TEXTAUSZUG:
────────

Dass in nicht all zu ferner Zukunft noch ein weiteres Viertel zu Wollmatingen hinzukommen könnte, das die soziale Struktur verändern könnte, davor haben viele Angst. Es geht um das Hafner-Viertel – einem Bauprojekt der Stadt. In dem Gebiet zwischen Wollmatingen und Litzelstetten soll in den kommenden Jahren ein komplett neuer Stadtteil entstehen.
Geplant sind etwa 3300 Wohneinheiten auf 60 Hektar Siedlungsfläche, mit Fokus auf bezahlbarem, klimaneutralem und möglichst spekulationsfreiem Wohnraum. „3330 Wohneinheiten. Da ziehen dort mindestens 6000 Menschen ein auf so engen Raum“, sagt Bernhard Renz. Was auf die Wollmatinger das zukomme, könne man jetzt noch nicht abschätzen.
Hoffentlich kein zweites Berchengebiet, wünschen sich alle. Das Gebiet beginnt an der Fürstenbergstraße und reicht bis zur Bahnlinie. Dort befinden sich neben der Mannheimer Straße auch die Karlsruher oder Brandenburger Straße.

────────

ÜBUNGSDATEN:
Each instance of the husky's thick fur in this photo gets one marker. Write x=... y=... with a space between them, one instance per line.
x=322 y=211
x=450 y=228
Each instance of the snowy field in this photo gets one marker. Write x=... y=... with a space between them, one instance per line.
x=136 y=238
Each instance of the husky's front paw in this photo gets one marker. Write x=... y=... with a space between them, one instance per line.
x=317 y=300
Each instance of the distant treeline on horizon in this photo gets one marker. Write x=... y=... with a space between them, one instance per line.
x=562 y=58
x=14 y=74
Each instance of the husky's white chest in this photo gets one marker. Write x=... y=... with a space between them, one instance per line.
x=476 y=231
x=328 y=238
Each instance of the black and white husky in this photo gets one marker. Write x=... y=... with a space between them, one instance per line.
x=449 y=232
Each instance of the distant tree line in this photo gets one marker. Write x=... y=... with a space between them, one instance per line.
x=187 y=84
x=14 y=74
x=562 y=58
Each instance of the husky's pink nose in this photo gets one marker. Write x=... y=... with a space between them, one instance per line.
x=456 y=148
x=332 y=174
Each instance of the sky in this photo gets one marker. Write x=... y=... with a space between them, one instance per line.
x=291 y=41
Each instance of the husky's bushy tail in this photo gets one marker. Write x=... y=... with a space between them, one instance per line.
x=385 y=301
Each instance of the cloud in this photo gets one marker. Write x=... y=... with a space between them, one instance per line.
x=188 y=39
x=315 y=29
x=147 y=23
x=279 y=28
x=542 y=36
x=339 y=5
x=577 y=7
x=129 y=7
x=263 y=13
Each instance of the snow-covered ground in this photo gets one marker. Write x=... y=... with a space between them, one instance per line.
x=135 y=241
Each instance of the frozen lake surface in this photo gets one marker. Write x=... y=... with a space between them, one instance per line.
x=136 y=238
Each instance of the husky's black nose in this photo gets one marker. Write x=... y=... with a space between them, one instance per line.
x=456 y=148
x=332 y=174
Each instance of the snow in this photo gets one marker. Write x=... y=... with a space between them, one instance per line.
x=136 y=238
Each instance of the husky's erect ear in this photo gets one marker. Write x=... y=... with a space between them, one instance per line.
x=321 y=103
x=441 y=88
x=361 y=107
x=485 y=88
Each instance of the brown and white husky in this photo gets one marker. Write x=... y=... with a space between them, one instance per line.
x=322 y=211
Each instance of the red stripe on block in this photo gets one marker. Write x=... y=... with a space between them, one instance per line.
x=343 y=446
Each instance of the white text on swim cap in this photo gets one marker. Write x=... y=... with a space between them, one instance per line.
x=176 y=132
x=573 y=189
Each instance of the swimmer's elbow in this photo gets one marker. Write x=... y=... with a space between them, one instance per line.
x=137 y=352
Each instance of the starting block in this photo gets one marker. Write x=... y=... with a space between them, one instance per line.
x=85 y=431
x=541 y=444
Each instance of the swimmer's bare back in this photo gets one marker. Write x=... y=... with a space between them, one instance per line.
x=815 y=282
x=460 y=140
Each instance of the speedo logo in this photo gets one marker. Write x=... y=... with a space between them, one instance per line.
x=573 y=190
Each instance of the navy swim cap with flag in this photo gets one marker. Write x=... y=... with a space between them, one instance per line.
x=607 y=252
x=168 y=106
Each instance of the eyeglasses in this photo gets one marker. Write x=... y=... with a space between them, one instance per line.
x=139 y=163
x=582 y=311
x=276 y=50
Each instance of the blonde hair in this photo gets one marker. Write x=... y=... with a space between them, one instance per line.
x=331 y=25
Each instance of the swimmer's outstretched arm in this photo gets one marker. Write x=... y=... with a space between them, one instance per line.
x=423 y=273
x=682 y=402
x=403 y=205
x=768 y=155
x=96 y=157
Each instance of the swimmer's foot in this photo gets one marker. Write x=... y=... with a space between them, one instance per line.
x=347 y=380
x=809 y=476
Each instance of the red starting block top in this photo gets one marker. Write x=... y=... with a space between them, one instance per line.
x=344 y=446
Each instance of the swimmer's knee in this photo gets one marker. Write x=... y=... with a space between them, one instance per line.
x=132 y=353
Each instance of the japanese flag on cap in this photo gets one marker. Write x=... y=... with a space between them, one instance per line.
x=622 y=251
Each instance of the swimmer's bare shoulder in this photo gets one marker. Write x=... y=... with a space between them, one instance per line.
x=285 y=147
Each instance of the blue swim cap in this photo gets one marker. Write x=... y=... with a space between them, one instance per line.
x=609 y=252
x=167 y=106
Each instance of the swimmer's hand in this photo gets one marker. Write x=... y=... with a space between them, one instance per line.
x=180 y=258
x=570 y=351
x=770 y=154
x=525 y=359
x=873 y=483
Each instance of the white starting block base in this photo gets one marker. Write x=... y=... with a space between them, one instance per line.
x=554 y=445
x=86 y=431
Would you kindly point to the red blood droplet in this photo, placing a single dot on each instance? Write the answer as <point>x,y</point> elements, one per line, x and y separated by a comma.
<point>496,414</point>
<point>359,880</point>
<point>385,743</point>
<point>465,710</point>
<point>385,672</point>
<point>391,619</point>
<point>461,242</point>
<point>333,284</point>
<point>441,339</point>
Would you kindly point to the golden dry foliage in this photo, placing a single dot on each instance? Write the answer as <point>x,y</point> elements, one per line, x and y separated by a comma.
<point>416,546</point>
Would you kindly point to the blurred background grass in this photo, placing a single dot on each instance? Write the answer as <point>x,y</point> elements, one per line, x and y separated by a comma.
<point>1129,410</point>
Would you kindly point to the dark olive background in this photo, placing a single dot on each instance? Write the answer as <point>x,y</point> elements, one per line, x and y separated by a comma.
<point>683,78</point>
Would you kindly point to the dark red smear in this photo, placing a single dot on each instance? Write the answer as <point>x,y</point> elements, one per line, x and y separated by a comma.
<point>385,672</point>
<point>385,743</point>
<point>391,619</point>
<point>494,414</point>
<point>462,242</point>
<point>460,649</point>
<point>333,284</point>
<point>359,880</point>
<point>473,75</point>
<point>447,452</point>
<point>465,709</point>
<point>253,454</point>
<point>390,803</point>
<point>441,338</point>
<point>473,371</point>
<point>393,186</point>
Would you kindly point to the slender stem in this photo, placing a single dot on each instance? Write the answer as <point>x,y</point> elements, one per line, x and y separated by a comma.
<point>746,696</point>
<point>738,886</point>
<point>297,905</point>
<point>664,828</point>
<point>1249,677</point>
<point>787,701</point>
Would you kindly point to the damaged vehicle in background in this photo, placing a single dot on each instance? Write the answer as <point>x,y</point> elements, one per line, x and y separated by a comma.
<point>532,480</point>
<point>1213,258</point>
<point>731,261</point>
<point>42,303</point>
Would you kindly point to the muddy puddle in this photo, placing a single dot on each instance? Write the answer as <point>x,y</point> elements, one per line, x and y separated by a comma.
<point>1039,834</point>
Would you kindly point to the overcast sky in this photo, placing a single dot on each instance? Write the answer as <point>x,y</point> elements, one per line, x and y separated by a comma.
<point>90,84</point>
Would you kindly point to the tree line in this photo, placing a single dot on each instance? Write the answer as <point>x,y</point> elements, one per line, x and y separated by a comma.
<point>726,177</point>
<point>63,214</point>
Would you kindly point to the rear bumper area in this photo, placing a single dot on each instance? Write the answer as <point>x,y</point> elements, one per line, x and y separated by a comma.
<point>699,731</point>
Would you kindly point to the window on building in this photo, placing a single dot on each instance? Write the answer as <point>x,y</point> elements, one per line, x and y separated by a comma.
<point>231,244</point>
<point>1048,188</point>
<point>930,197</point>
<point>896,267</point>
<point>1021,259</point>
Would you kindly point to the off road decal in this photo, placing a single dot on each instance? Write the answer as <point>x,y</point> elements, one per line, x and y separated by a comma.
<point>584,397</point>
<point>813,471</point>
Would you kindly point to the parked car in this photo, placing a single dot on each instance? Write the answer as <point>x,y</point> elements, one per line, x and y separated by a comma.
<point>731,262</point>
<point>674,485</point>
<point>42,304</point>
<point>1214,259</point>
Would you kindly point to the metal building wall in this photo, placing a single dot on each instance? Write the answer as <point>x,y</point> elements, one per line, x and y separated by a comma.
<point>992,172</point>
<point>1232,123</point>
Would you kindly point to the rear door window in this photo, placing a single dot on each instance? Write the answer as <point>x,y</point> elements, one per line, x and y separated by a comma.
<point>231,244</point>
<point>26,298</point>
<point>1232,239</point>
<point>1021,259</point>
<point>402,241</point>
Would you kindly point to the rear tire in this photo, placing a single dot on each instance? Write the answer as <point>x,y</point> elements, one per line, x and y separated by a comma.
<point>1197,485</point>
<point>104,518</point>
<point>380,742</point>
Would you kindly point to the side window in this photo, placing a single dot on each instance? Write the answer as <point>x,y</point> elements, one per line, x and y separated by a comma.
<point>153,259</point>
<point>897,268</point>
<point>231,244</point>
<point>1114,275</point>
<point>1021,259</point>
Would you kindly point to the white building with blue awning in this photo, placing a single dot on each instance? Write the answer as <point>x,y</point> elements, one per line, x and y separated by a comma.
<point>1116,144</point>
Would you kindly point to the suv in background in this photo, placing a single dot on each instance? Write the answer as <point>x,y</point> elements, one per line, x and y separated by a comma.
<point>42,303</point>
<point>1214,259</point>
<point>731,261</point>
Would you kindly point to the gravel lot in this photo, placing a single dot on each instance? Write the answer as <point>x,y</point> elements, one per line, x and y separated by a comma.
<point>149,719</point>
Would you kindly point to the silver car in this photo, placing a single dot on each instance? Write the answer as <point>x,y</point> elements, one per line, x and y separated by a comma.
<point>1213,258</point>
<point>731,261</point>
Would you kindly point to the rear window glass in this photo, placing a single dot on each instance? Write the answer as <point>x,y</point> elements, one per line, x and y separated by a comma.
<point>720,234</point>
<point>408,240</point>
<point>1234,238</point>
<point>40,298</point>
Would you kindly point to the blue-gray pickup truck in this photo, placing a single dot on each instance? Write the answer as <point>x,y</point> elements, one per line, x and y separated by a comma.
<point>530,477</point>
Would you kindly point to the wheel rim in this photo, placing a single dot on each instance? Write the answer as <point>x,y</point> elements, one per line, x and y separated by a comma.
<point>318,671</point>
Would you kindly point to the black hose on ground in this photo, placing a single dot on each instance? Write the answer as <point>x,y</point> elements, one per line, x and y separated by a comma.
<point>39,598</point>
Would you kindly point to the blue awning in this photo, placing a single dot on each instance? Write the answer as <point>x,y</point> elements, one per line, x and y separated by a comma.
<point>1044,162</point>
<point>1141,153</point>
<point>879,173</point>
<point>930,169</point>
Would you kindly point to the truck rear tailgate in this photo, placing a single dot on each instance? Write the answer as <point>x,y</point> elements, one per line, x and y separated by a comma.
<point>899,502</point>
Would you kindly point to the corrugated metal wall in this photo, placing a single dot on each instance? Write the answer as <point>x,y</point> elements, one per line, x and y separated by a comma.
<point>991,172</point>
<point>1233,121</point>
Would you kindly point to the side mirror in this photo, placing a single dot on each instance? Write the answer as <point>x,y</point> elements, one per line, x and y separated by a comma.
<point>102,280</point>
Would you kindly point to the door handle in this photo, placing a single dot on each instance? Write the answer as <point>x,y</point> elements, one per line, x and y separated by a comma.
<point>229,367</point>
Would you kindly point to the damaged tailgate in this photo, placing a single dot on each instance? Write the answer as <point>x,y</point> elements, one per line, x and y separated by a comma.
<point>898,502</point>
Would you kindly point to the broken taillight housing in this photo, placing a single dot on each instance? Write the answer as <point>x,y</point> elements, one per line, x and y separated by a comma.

────────

AUFGABEN:
a) Tauschen Sie im Textauszug von "Dass in nicht" bis "noch nicht abschätzen." das Wort "Bauprojekt" gegen "Vorhaben" aus, und geben Sie den Abschnitt so wieder.
b) Geben Sie aus der Auflistung die Zeilen von der Zeile mit "Each instance of the japanese" bis zur Zeile mit "x=622 y=251" unverändert aus, beide eingeschlossen.
Die Auflistung steht in keinem Zusammenhang mit dem Textauszug.

LÖSUNGEN:
a)
Dass in nicht all zu ferner Zukunft noch ein weiteres Viertel zu Wollmatingen hinzukommen könnte, das die soziale Struktur verändern könnte, davor haben viele Angst. Es geht um das Hafner-Viertel – einem Vorhaben der Stadt. In dem Gebiet zwischen Wollmatingen und Litzelstetten soll in den kommenden Jahren ein komplett neuer Stadtteil entstehen.
Geplant sind etwa 3300 Wohneinheiten auf 60 Hektar Siedlungsfläche, mit Fokus auf bezahlbarem, klimaneutralem und möglichst spekulationsfreiem Wohnraum. „3330 Wohneinheiten. Da ziehen dort mindestens 6000 Menschen ein auf so engen Raum“, sagt Bernhard Renz. Was auf die Wollmatinger das zukomme, könne man jetzt noch nicht abschätzen.

b)
Each instance of the japanese flag on cap in this photo gets one marker. Write x=... y=... with a space between them, one instance per line.
x=622 y=251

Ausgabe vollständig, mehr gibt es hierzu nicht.